WHAT YOU HAVE TO DO
Pick out every line in the listing below that contains the word "stadium", and copy each one.

SOURCE DATA
================

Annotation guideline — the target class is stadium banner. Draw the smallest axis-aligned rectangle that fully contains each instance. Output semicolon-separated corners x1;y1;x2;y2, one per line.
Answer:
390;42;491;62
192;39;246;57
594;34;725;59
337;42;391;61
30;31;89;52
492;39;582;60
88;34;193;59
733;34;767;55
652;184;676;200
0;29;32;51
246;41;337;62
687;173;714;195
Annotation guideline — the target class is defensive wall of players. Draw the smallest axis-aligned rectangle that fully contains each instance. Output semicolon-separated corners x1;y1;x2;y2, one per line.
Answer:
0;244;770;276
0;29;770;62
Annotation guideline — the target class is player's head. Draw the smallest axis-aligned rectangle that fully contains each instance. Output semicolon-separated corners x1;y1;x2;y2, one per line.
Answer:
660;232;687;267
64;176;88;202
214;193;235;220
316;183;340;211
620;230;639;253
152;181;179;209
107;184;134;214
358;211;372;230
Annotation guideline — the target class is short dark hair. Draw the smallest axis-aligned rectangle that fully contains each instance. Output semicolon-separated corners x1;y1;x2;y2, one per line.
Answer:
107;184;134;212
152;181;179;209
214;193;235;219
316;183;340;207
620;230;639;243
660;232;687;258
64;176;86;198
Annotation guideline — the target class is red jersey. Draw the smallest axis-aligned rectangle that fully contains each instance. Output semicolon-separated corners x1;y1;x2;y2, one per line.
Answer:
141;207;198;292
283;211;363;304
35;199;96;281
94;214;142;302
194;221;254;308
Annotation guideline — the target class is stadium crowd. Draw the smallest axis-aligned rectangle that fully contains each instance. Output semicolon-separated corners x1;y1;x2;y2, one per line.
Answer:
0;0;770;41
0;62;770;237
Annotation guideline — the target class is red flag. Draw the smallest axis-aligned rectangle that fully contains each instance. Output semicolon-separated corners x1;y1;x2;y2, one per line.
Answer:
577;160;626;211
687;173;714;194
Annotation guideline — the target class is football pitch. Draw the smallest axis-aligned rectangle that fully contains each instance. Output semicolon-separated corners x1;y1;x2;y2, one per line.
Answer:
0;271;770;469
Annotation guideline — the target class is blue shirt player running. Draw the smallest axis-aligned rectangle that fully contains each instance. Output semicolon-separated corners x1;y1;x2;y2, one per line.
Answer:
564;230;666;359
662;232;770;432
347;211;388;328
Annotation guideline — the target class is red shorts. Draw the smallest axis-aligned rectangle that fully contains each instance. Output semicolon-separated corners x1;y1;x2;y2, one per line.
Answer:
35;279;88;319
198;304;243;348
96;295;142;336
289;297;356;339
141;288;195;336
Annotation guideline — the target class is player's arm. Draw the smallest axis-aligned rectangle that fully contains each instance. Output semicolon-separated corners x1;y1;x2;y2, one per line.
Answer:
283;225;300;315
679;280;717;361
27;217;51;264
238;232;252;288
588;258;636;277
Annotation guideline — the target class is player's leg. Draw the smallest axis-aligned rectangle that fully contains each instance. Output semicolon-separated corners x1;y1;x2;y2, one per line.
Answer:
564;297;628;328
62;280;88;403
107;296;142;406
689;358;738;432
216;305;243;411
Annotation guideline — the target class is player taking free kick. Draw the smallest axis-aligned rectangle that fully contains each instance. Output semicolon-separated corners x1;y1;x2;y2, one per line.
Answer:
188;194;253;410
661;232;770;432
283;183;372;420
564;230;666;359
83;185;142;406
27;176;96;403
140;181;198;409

================

IN RESPONSE
Annotation guideline — the target class is stadium banner. Draw the smallest axis-aligned rectangle that fully contains each instance. Output semicolon-separated corners x1;y1;x2;y2, one per line.
Annotation guideline — the target class is stadium crowd. Draw the smallest axis-aligned rectangle that fully contains each instance. Output semicolon-separated corners x1;y1;x2;y2, one per line.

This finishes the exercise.